### Given text

Post by Bill Wiltrack »

The late Reverend, Dr. Martin Luther King Jr. was America's last great philosopher, perhaps the world's last great philosopher.

http://en.wikipedia.org/wiki/Martin_Luther_King_Jr.

He talked the talk and walked the walk.

Dr. King mentally, physically, and emotionally, made the connection linking the inseparable aspect between labor rights and civil rights.


All of us are still working to realize within our lives his great dream and vision.

Please enjoy this clip I found.

Perhaps you will agree with me, after all these years the quotes of his are even more amazing.





In his own words: Martin Luther King Jr.
Martin Luther King Jr. (Jan. 15, 1929 - April 4, 1968)

Martin Luther King Jr. Day is a federal holiday held on the third Monday of January. It celebrates the life and achievements of King, an influential American civil rights leader.

In 1957 he was elected president of the Southern Christian Leadership Conference, an organization formed to provide new leadership for the now burgeoning civil rights movement. The ideals for this organization he took from Christianity; its operational techniques from Gandhi.

Between 1957 and 1968, King led a massive protest in Birmingham, Alabama, that caught the attention of the entire world, providing what he called a coalition of conscience and inspiring his “Letter from a Birmingham Jail,” a manifesto of the Negro revolution; he planned the drives in Alabama for the registration of Negroes as voters; he directed the peaceful march on Washington, D.C., of 250,000 people to whom he delivered his address, “I Have a Dream;” he conferred with President John F. Kennedy and campaigned for President Lyndon B. Johnson; he was arrested upwards of 20 times and assaulted at least four times; he was awarded five honorary degrees; was named Man of the Year by Time magazine in 1963; and became not only the symbolic leader of American blacks but also a world figure.

At the age of 35, Martin Luther King Jr. was the youngest man to have received the Nobel Peace Prize. When notified of his selection, he announced that he would turn over the prize money of $54,123 to the furtherance of the civil rights movement.

On the evening of April 4, 1968, while standing on the balcony of his motel room in Memphis, Tennessee, where he was to lead a protest march in sympathy with striking garbage workers of that city, King was assassinated.

Source: nobelprize.org

In the 11-year period between 1957 and 1968, King traveled more than six million miles and spoke more than 2,500 hundred times, appearing wherever there was injustice, protest, and action; and meanwhile he wrote five books as well as numerous articles. Here are just some of the topics he addressed in his sermons, speeches and interviews:

A genuine leader is not a searcher for consensus but a molder of consensus.

A lie cannot live.

A man can’t ride your back unless it’s bent.

A man who won’t die for something is not fit to live.

A nation or civilization that continues to produce soft-minded men purchases its own spiritual death on the installment plan.



A nation that continues year after year to spend more money on military defense than on programs of social uplift is approaching spiritual doom.

A right delayed is a right denied.

A riot is the language of the unheard.

All labor that uplifts humanity has dignity and importance and should be undertaken with painstaking excellence.



Almost always, the creative dedicated minority has made the world better.

An individual has not started living until he can rise above the narrow confines of his individualistic concerns to the broader concerns of all humanity.

######

**Exercise brief:** Continue the forum post about Martin Luther King Jr. past its final line. None of the items matter for this work.

### Items

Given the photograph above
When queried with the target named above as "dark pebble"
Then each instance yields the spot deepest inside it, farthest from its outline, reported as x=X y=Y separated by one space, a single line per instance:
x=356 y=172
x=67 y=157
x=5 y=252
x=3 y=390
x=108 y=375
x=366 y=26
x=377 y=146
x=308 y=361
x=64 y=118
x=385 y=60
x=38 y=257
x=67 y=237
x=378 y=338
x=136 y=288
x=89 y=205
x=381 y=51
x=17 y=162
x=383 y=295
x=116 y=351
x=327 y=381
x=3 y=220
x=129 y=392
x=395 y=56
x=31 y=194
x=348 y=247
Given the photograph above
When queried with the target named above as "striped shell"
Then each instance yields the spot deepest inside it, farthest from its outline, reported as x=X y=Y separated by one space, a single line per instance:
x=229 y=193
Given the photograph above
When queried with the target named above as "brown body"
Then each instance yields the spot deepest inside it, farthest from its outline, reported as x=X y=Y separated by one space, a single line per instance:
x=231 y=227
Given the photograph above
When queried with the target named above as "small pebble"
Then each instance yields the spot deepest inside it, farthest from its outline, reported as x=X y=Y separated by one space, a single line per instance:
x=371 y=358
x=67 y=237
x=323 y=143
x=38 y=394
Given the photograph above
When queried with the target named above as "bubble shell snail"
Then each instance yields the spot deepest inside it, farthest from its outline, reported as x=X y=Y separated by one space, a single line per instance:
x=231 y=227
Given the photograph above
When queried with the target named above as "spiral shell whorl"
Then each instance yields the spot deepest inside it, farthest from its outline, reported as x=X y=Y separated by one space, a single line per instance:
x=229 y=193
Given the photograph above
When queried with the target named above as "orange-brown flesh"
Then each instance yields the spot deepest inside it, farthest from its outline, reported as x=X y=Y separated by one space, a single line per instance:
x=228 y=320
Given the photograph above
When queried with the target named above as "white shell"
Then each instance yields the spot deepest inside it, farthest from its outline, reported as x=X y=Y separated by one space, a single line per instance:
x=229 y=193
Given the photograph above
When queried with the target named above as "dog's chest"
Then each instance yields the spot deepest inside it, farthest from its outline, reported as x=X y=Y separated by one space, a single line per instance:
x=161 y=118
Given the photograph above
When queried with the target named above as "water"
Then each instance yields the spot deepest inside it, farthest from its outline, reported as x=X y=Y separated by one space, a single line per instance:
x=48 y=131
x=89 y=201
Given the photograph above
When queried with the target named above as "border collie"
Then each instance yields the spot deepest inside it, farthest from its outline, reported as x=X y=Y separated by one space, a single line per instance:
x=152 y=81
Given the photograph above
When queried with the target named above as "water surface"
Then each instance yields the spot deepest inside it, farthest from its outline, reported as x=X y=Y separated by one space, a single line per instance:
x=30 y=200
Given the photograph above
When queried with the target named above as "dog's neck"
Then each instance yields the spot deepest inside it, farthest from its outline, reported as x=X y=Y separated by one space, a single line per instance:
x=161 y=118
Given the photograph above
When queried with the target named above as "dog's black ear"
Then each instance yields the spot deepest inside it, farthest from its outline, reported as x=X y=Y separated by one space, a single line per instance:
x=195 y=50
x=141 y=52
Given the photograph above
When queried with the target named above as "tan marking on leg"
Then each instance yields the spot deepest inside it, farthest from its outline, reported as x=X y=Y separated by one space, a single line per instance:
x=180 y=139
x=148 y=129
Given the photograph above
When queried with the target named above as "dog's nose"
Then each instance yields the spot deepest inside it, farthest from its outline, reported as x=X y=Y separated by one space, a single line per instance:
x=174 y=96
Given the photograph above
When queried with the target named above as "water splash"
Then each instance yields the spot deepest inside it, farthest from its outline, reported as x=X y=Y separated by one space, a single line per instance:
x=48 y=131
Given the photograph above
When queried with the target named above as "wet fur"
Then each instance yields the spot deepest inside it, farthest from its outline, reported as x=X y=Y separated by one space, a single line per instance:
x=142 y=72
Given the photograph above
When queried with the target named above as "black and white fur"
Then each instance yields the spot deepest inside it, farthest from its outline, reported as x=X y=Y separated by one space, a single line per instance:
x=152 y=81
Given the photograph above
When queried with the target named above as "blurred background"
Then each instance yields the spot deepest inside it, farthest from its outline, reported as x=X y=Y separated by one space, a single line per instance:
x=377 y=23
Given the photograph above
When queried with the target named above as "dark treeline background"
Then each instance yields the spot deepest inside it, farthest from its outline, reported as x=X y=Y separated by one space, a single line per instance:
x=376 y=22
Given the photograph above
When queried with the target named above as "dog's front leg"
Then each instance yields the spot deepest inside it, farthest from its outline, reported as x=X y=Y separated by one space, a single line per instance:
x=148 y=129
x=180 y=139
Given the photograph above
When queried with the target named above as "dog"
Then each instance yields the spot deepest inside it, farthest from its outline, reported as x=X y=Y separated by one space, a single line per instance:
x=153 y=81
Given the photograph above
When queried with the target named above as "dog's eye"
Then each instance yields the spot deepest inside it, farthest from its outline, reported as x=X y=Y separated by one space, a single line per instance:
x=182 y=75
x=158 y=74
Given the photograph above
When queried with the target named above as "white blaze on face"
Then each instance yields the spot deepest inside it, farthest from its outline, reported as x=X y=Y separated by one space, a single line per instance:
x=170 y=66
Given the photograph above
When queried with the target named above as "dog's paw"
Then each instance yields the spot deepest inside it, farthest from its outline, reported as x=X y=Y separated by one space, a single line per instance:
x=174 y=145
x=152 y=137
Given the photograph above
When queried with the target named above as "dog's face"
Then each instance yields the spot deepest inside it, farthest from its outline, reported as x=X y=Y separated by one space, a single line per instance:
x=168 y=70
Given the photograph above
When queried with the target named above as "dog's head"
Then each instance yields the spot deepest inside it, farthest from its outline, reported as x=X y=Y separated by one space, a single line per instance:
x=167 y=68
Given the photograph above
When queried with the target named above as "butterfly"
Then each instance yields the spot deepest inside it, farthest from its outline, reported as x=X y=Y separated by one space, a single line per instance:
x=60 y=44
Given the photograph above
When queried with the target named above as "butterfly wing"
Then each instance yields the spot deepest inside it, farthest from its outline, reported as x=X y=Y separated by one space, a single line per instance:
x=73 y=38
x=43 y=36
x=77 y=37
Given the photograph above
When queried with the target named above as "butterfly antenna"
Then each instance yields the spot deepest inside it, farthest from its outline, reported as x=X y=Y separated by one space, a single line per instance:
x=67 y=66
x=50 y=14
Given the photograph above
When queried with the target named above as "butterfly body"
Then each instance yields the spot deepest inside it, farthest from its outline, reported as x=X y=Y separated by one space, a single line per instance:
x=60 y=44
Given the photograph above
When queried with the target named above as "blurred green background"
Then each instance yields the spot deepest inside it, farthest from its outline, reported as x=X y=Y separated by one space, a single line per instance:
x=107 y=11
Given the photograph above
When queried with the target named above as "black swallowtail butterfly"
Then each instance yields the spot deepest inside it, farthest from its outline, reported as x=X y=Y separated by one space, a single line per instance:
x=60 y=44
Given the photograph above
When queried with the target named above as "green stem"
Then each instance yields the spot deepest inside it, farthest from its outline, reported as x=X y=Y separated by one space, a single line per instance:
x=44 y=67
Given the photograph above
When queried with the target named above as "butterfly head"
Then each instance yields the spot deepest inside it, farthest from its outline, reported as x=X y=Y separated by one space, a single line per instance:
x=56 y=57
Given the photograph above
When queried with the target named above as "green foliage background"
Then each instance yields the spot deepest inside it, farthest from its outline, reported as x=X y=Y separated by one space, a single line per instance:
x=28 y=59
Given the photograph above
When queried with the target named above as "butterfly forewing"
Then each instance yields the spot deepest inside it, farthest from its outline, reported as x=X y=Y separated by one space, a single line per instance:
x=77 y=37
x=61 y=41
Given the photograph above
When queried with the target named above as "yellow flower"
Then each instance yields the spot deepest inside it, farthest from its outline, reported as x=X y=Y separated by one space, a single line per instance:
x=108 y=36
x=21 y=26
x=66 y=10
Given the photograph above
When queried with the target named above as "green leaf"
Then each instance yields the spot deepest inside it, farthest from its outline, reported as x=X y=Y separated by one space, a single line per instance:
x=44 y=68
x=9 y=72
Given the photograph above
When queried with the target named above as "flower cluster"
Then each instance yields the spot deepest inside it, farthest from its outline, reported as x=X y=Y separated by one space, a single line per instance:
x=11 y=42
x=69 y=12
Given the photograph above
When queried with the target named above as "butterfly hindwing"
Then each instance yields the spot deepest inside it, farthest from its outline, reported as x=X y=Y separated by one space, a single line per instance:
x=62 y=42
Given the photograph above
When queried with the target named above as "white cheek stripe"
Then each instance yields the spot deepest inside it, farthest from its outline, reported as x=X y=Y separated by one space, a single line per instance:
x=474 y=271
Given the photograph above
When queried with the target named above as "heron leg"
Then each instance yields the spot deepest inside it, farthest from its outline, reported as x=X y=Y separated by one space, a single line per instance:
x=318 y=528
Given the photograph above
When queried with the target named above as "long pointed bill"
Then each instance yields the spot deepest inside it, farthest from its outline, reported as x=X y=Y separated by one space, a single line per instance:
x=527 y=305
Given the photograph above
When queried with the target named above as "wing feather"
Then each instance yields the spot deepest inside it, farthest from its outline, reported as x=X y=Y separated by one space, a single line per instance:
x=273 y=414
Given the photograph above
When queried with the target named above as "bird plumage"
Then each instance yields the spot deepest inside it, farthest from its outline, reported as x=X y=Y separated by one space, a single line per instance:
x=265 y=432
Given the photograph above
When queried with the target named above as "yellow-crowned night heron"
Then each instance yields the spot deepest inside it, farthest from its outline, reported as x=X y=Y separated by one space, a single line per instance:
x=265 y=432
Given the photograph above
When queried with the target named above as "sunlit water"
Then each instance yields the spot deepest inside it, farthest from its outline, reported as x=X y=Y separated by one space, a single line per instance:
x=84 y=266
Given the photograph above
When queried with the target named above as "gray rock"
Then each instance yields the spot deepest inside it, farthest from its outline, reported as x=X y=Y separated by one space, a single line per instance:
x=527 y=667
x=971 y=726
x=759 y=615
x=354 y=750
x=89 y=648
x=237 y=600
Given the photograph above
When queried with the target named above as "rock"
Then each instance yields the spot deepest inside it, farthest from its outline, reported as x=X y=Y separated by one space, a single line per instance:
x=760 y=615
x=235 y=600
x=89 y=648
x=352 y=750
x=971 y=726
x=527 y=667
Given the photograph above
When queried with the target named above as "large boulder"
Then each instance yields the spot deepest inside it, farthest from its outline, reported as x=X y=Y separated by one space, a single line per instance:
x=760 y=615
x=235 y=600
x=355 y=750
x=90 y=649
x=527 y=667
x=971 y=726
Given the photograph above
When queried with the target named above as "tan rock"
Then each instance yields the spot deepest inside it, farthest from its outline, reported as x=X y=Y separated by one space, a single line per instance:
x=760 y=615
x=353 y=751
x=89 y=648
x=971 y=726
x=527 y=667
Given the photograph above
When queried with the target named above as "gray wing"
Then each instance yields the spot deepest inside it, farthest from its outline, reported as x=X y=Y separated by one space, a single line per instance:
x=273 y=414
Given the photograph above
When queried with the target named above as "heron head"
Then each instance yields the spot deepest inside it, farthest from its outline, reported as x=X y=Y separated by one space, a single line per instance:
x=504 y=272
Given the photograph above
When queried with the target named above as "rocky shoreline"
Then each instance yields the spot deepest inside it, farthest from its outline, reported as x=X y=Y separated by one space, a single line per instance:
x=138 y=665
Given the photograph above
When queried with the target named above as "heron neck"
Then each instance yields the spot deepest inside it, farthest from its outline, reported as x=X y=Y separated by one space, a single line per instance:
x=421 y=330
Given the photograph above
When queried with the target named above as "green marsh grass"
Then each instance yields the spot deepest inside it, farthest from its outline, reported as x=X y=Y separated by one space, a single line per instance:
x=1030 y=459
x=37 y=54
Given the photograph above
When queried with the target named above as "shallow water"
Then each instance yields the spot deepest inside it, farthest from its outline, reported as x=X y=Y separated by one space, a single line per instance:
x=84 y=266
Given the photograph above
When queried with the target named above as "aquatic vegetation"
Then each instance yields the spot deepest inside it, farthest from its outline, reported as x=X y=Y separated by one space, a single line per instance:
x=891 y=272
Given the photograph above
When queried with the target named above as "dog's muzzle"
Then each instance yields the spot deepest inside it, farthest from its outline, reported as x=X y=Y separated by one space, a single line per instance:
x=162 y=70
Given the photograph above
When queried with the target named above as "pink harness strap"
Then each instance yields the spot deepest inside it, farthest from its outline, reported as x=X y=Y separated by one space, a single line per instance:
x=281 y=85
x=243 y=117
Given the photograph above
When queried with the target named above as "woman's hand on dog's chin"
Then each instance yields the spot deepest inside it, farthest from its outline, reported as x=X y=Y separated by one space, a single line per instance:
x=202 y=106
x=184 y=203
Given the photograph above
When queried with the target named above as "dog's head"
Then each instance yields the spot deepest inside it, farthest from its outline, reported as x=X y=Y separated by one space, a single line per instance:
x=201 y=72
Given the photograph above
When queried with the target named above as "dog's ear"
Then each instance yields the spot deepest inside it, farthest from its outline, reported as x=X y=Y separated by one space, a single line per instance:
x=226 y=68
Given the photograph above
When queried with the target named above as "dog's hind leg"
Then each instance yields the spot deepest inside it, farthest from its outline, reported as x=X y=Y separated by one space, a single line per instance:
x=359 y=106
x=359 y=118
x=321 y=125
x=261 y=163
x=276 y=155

######

**Result:**
Change does not roll in on the wheels of inevitability, but comes through continuous struggle. And so we must straighten our backs and work for our freedom. A man can’t ride you unless your back is bent.

Everything that we see is a shadow cast by that which we do not see.



Faith is taking the first step even when you don’t see the whole staircase.

Have we not come to such an impasse in the modern world that we must love our enemies - or else? The chain reaction of evil - hate begetting hate, wars producing more wars - must be broken, or else we shall be plunged into the dark abyss of annihilation.

History will have to record that the greatest tragedy of this period of social transition was not the strident clamor of the bad people, but the appalling silence of the good people.

I have a dream that my four little children will one day live in a nation where they will not be judged by the color of their skin, but by the content of their character.



I look to a day when people will not be judged by the color of their skin, but by the content of their character.

I want to be the white man’s brother, not his brother-in-law.

It may be true that the law cannot make a man love me, but it can keep him from lynching me, and I think that’s pretty important.

Life’s most persistent and urgent question is, ‘What are you doing for others?’

Never forget that everything Hitler did in Germany was legal.

Nothing in the world is more dangerous than sincere ignorance and conscientious stupidity.

Our scientific power has outrun our spiritual power. We have guided missiles and misguided men.

Science investigates, religion interprets. Science gives man knowledge which is power, religion gives man wisdom which is control.

Seeing is not always believing.

That old law about ‘an eye for an eye’ leaves everybody blind. The time is always right to do the right thing.

The first question which the priest and the Levite asked was: “If I stop to help this man, what will happen to me?” But... the good Samaritan reversed the question: “If I do not stop to help this man, what will happen to him?”

The function of education is to teach one to think intensively and to think critically. Intelligence plus character - that is the goal of true education.

The hottest place in Hell is reserved for those who remain neutral in times of great moral conflict.

The Negro needs the white man to free him from his fears. The white man needs the Negro to free him from his guilt.

The time is always right to do what is right.

We may have all come on different ships, but we’re in the same boat now.

When you are right, you cannot be too radical; when you are wrong, you cannot be too conservative.

In the End, we will remember not the words of our enemies, but the silence of our friends.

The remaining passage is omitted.